**HOW TO COMPLETE THIS TASK:**
Answer these questions from the profile of Skylar Brandt:
1. Who are Brandt's coaches?
2. How is Connor Holloway described?
3. When and how did Brandt become a principal dancer?

The Single-Minded Drive of ABT Principal Skylar Brandt (Dance Magazine)

American Ballet Theatre typically schedules a long layoff after its marathon season at the Metropolitan Opera House, a moment for its tired artists to breathe. But Skylar Brandt doesn’t really do downtime.

After moving out of the Met’s basement dressing rooms each July, she books sessions with her coaches, the former ABT stars Irina Dvorovenko and Maxim Beloserkovsky; finds a willing partner (“I usually go for the younger guys,” Brandt says, “who don’t mind lifting on repeat”); and heads back to the studio. It’s time to rehearse the principal roles she mightbe considered for the following season.

“Everyone else is on the sofa eating bagels,” Dvorovenko says, “and she’s with us two to three hours every day for weeks. ‘Let’s do Swan Lake for fun! Let’s do Corsaire for fun!’ “

Brandt’s single-mindedness powers a prodigious technique. Her followers on Instagram and TikTok know the impossible solidity of her balance, the ease with which she can sail through six (or seven, or eight) pirouettes. She performs with an assurance rooted in her exhaustive preparation. Onstage, she is all sparkle and brilliance, every facet honed and polished. “Her security and confidence out there give you a sense of peace,” says friend and fellow ABT dancer Connor Holloway.

Of course, there was no Met season last year. There won’t be one this year, either. But Brandt, who achieved principal-dancer status during a Zoom meeting last September, hasn’t eased up during quarantine. Though ABT has only partially returned to its studios, Brandt’s coaching sessions with Dvorovenko and Beloserkovsky have continued (they’ve formed a COVID-19 “microbubble”). Preparing for hypothetical future performances is familiar territory for her.

**SOURCE DATA:**

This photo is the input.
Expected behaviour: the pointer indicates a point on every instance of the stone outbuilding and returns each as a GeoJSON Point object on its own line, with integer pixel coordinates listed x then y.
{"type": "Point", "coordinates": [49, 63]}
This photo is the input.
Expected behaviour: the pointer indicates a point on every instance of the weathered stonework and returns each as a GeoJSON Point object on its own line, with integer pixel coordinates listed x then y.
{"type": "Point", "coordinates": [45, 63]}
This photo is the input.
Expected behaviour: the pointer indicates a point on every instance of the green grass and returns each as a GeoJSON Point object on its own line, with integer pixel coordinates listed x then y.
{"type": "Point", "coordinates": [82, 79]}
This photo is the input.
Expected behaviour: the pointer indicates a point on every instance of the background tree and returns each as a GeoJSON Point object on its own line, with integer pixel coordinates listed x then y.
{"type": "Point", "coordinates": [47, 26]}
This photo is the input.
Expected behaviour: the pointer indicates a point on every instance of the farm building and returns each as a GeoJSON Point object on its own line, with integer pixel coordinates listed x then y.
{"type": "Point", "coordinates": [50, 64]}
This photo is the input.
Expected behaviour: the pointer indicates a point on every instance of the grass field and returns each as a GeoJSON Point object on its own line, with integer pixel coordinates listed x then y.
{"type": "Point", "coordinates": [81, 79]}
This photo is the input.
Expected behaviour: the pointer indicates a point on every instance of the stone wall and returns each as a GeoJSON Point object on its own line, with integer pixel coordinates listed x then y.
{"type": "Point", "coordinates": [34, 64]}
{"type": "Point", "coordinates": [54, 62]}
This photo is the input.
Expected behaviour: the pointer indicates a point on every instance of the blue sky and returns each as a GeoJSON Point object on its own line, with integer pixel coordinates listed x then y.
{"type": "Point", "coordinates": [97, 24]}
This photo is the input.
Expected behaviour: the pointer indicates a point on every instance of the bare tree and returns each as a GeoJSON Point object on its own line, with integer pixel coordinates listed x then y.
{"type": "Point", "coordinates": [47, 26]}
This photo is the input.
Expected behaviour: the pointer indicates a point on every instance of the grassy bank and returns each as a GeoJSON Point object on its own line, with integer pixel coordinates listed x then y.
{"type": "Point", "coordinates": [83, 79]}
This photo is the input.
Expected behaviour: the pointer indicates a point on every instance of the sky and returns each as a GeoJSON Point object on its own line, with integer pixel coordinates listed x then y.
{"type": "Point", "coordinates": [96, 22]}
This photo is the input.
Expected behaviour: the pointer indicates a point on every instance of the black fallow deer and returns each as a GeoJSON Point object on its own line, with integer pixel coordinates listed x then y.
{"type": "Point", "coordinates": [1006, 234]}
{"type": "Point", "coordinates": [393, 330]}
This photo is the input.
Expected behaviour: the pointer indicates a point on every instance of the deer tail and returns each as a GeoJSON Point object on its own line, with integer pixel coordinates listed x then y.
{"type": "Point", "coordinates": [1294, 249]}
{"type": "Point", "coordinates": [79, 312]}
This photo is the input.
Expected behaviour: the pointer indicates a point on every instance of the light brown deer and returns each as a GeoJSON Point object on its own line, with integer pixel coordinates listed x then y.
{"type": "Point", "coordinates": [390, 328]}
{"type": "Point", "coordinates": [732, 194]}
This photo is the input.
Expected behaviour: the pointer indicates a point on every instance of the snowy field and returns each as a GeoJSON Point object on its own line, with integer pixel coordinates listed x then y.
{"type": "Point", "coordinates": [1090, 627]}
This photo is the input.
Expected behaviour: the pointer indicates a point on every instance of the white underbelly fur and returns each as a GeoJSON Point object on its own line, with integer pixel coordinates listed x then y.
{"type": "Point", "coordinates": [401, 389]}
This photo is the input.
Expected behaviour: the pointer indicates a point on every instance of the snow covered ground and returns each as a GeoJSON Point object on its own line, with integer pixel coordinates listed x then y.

**SOLUTION TO THE PROBLEM:**
1. Irina Dvorovenko and Maxim Beloserkovsky, former ABT stars.
2. As Brandt's friend and fellow ABT dancer.
3. Last September, during a Zoom meeting.